ECONOMíA › OPINION
› Por Mario Wainfeld
El Gobierno está convencido de tener un buen caso para litigar contra Aguas Argentinas. La ex concesionaria demandará en el Ciadi, donde juega de local, y también ante los tribunales argentinos. El Gobierno se apresta a responder al pleito local con otro (“reconvenir”, en jerga judicial). Asegura haber preparado bien su demanda, facilitada por los groseros incumplimientos de Aguas. La reconvención se presentará seguramente la semana que viene y contará con algunas pruebas, por decir algo, llamativas. Julio De Vido, cuentan sus allegados, requirió al escribano de Gobierno, Natalio Echegaray, que le propusiera un colega para corroborar la medición de las impurezas del agua. Echegaray (impuesto de cuál era la tarea) prefirió ir él mismo. Así que el propio escribano de Gobierno se entretuvo durante horas, entre una noche y una madrugada, labrando un acta que daba fe de la existencia excesiva de nitratos en la friolera de 50 pozos. El tiempo dirá cuánto pesa esa prueba ante los estrados, en el entretanto es verosímil que la experiencia sea comidilla en los suntuosos congresos que sabe celebrar el notariado latino.

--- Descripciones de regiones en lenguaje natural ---
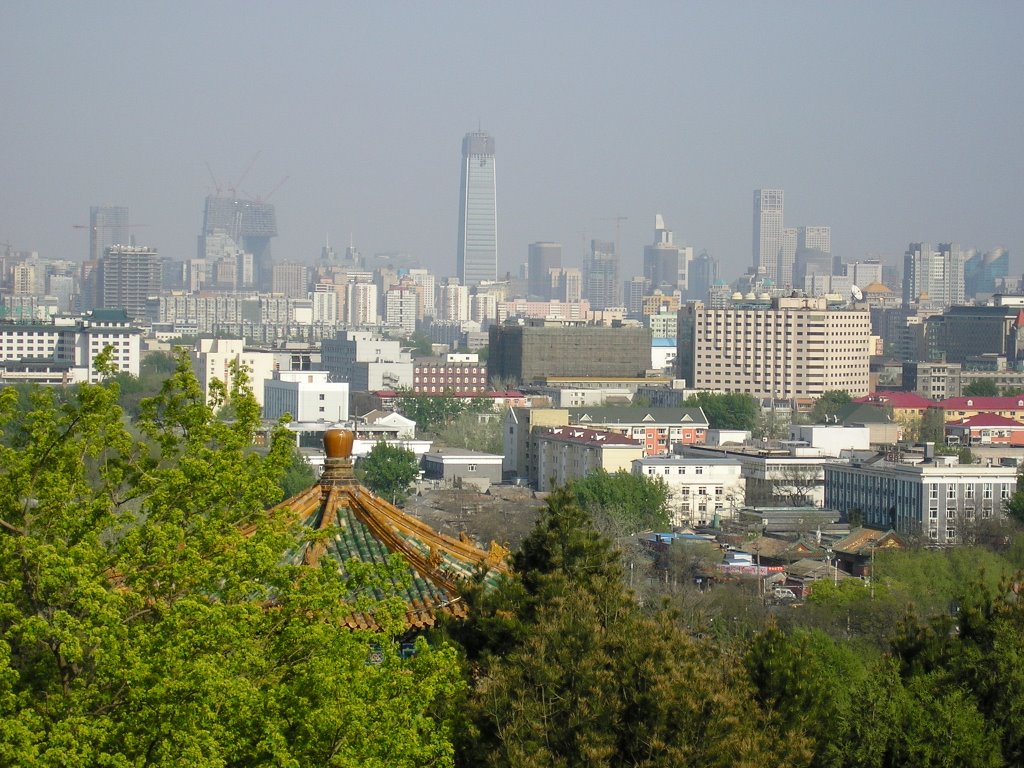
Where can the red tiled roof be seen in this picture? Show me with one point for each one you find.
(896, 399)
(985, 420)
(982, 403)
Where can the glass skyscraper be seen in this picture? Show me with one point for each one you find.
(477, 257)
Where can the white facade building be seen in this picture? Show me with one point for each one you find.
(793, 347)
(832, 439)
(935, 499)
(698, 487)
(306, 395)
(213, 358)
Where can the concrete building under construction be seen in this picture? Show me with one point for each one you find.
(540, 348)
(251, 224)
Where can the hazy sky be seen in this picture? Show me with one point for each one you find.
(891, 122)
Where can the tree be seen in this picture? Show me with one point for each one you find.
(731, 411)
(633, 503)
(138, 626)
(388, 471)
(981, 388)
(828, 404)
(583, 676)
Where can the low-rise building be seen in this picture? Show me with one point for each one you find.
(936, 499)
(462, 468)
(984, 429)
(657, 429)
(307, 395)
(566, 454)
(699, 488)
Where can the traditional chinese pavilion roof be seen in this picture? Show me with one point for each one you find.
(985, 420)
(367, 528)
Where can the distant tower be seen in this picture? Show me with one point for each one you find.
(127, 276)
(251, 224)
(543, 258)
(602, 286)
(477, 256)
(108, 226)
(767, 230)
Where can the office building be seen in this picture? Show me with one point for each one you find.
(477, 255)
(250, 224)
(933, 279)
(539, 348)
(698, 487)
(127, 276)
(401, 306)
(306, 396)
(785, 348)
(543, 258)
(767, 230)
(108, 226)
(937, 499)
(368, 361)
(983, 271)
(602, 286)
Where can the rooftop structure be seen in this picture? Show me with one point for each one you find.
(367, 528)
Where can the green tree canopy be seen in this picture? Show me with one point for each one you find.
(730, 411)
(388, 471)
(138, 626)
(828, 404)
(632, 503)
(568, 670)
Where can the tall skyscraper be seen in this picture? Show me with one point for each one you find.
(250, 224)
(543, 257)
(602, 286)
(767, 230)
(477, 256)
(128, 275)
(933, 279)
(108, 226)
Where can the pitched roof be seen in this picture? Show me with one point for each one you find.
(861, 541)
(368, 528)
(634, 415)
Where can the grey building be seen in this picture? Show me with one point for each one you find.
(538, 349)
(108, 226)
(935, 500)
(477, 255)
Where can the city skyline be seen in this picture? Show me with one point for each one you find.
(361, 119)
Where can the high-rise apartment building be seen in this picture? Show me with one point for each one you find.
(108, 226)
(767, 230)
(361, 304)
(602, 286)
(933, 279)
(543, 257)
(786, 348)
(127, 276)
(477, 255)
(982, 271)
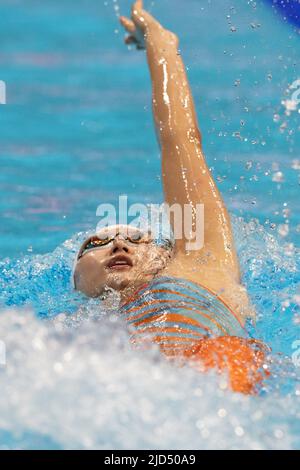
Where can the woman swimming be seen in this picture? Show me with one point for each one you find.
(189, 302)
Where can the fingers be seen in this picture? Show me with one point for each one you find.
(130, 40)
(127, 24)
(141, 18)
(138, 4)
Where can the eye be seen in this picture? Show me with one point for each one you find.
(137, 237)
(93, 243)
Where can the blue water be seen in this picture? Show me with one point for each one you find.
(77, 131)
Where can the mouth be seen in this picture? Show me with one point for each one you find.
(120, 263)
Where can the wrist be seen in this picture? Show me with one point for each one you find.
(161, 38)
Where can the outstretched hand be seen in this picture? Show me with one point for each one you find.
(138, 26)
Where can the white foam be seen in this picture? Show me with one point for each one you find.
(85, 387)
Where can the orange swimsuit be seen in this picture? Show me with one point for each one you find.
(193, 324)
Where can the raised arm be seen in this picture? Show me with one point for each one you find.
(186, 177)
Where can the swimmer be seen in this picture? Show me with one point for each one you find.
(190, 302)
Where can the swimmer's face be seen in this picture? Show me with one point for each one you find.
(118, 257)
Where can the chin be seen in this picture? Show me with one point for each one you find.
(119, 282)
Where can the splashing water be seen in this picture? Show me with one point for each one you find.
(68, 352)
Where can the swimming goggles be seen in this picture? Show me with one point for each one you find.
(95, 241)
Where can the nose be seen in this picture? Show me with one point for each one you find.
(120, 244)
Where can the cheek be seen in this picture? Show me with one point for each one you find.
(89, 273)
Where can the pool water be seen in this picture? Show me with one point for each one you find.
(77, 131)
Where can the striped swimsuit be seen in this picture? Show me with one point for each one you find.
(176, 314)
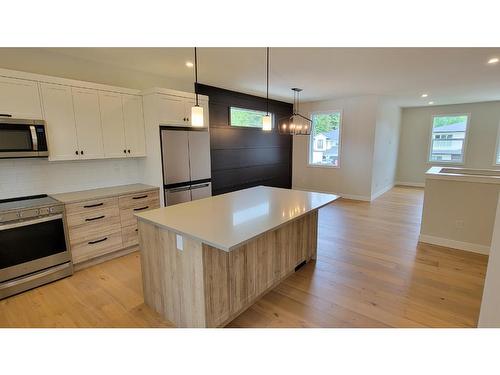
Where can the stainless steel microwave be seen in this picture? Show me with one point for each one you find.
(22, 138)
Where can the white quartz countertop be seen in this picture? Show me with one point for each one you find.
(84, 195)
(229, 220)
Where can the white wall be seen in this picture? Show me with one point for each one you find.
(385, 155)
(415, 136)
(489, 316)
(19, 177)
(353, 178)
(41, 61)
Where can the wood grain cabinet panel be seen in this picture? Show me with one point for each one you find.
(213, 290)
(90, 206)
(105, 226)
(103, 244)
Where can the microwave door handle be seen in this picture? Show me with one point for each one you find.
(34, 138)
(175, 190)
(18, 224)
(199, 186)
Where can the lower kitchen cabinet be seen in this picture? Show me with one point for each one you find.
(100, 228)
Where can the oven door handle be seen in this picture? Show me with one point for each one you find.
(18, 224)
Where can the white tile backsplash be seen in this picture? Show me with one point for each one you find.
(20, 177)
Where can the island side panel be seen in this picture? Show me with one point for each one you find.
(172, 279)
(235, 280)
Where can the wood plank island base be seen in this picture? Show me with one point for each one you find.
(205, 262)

--- Actividad ---
Indica si cada enunciado concuerda con el fragmento sobre el litigio contra Aguas Argentinas y respalda cada respuesta (sí o no) con una cita literal de ese fragmento: (a) El Gobierno presentará su reconvención seguramente la semana que viene. (b) Echegaray le propuso a De Vido un colega para corroborar la medición de las impurezas del agua. (c) El acta labrada daba fe de la existencia excesiva de nitratos en 50 pozos. El listado proviene de una fuente distinta.

--- Solución propuesta ---
(a) Sí: «La reconvención se presentará seguramente la semana que viene».
(b) No: «Echegaray (impuesto de cuál era la tarea) prefirió ir él mismo».
(c) Sí: «labrando un acta que daba fe de la existencia excesiva de nitratos en la friolera de 50 pozos».